What is being asked
Pull out the stretch of rows below from the line that contains "of the pant" through the last row, both ends included, and reproduce those lines unchanged.

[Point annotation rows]
========================
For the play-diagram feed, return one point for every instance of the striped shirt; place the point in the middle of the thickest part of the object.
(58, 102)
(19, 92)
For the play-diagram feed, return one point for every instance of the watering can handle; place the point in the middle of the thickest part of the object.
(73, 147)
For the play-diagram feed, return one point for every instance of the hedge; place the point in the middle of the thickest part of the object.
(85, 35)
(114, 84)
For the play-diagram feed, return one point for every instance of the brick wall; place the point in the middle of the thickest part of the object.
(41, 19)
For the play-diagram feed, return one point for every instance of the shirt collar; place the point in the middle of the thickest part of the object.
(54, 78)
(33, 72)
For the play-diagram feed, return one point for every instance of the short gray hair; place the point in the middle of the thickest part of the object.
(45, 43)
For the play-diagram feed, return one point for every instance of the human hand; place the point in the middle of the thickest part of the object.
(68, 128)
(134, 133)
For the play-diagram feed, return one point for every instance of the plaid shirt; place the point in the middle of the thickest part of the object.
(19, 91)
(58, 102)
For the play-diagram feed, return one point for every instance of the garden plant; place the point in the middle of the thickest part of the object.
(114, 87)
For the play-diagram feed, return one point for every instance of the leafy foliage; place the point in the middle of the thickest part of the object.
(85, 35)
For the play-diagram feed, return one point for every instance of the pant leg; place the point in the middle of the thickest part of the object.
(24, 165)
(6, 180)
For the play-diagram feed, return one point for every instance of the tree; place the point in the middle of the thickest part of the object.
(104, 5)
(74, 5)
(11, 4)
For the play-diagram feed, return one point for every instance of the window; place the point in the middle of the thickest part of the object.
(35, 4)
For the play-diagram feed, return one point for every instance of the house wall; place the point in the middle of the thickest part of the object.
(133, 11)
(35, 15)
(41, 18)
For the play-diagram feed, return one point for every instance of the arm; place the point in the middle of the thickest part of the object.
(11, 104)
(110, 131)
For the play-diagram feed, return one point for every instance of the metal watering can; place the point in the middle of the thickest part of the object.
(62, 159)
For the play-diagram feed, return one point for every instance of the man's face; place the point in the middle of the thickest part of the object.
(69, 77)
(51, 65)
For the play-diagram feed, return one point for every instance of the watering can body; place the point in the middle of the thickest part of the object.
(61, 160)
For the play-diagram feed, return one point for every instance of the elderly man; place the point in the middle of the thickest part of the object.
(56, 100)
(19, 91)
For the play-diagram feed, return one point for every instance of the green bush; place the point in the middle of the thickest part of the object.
========================
Output for this exercise
For the play-diagram feed, return one point for every instance of the pant leg; place the point in the middle of the thickest part of the object.
(24, 165)
(6, 180)
For the play-diagram feed, return one point for every instance of the tree; place the point in the middle of the thickest part of the object.
(104, 5)
(74, 5)
(11, 4)
For the play-diagram feed, return one point for every instance of the window; place the point in the middle of the thickest part of the object.
(35, 4)
For the play-diagram feed, return one point for every instance of the house wall; place the point in the middle of the thickest part of the object.
(133, 11)
(35, 15)
(41, 18)
For the play-diagram feed, return one point for every instance of the arm; place the point in the middle of the thickest part of the object.
(11, 104)
(110, 131)
For the play-diagram feed, return one point for every instance of the metal watering can; place the point in the middle of the thickest part of the object.
(62, 159)
For the play-diagram feed, return one point for every instance of the man's face; place the point in the middle of the thickest part of the object.
(69, 77)
(51, 65)
For the play-diagram feed, return one point for every instance of the watering can body; place the point in the middle of the thickest part of the object.
(61, 160)
For the play-diagram feed, return one point for every instance of the elderly man; place the point in the middle of the thickest part of the object.
(56, 100)
(19, 91)
For the play-diagram feed, return one point for every instance of the green bush; place the point in the middle of the thickest part of the object.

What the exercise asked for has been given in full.